Search the entries below for "every". Report each line where it occurs.

DATA EXTRACT:
════

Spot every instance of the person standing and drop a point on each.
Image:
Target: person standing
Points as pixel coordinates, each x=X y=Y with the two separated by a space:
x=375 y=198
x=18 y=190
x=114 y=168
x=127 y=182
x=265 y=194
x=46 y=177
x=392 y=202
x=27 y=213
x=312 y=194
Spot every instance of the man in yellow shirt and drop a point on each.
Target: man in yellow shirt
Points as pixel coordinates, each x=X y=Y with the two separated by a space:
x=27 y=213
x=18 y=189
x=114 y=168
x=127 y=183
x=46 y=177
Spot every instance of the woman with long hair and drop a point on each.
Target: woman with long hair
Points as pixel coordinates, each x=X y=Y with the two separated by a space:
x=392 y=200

════

SOLUTION:
Spot every instance of the person standing and drop a point on each.
Spot every instance of the man in yellow shirt and drop a point on each.
Spot every instance of the woman with long hair and drop a point on each.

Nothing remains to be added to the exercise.